_EXCERPT TO READ:_
I feel instructors should have background checks. No, it is not the IBJJF’s responsibility; the IBJJF is not BJJ. To me the current BJJ community is a group of independent fiefdoms who have yet to unify under a single governing body whose members are elected. I recently used care.com for childcare. Before recommending a baby sitter, they run a background check. Lawyers can perform background checks. Websites offer background checks. Start doing some background checks. Instructors run your own and put it on your website and in the window like a restaurant grade or a business license. It should be a point of pride. Challenge the next guy to do the same. (Places to start public record searches: State Sex Offenders Registries, National Criminal Database and Federal courthouse records, which can uncover arrests that didn't result in conviction.)
Back to the SoCal Women’s group and our wonderful open mats. Open mats don’t ruin your competition game. You won’t give away all those secret techniques but you might find out you need to fix some things. Leticia Ribeiro invites all teams to attend her seminars even though she knows her team will be facing attendees at the next big tournament. She says,” Come, I only teach the technique, its up to you to practice it”. I guarantee you will find at least one person that you jive with if not ten. If your coach has a problem with you visiting open mat at other gyms that’s a red flag.

_WRITTEN TASKS:_
1 – Please reproduce the jiu-jitsu passage word for word, beginning at the words "Back to the" and stopping after "a red flag.".
2 – Write what comes next in the jiu-jitsu passage, picking up after its final sentence.

_DATASET CONTENT:_
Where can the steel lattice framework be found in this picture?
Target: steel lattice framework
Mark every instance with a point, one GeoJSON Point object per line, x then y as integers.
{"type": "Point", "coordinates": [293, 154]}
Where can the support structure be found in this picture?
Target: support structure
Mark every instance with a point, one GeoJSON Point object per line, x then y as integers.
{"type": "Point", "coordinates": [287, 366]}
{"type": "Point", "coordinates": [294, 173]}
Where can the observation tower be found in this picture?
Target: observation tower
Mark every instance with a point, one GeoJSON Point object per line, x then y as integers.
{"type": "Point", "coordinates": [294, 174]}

--

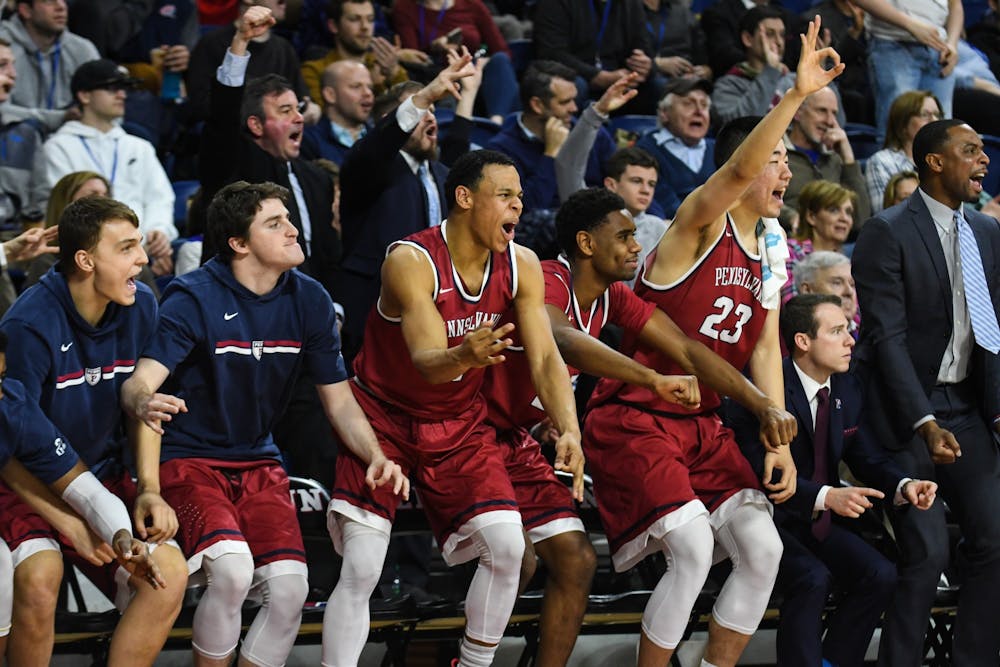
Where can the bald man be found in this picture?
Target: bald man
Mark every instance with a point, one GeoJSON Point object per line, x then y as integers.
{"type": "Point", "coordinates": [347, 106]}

_RESPONSES:_
1 –
Back to the SoCal Women’s group and our wonderful open mats. Open mats don’t ruin your competition game. You won’t give away all those secret techniques but you might find out you need to fix some things. Leticia Ribeiro invites all teams to attend her seminars even though she knows her team will be facing attendees at the next big tournament. She says,” Come, I only teach the technique, its up to you to practice it”. I guarantee you will find at least one person that you jive with if not ten. If your coach has a problem with you visiting open mat at other gyms that’s a red flag.

2 –
Creonte is a trigger for me. Calling someone a traitor for training somewhere else? I don’t eat at just one restaurant. I don’t shop at one grocery store. There are no secret techniques, we’ve got YouTube and access to thousands of techniques on-line and in DVDs. It is a vice for control. That control is abuse. Don’t put up with it. While I’m on my soap box, don’t pay in advance for tuition dues. Pay monthly. And you should be able to get out of your gym membership with a month notice. You’re not stuck. If you’re being strong-armed into dropping a lot of money or signing your life away, leave.
If you’re getting hurt a lot or excessively, leave. There are many bruises in Jiu-Jitsu but there shouldn’t be brutality. If you feel you’re getting knocked around leave. I’m giving a lot of incentive to leave because if you do decide to do Jiu-Jitsu you’re probably going to sign on for 10, 15 or 20 years. I read on FB, ”What advice would you give your white belt self?” I would have told my white belt self that character counts for a lot more than you can ever realize now. The character of the people I train with as well as my own.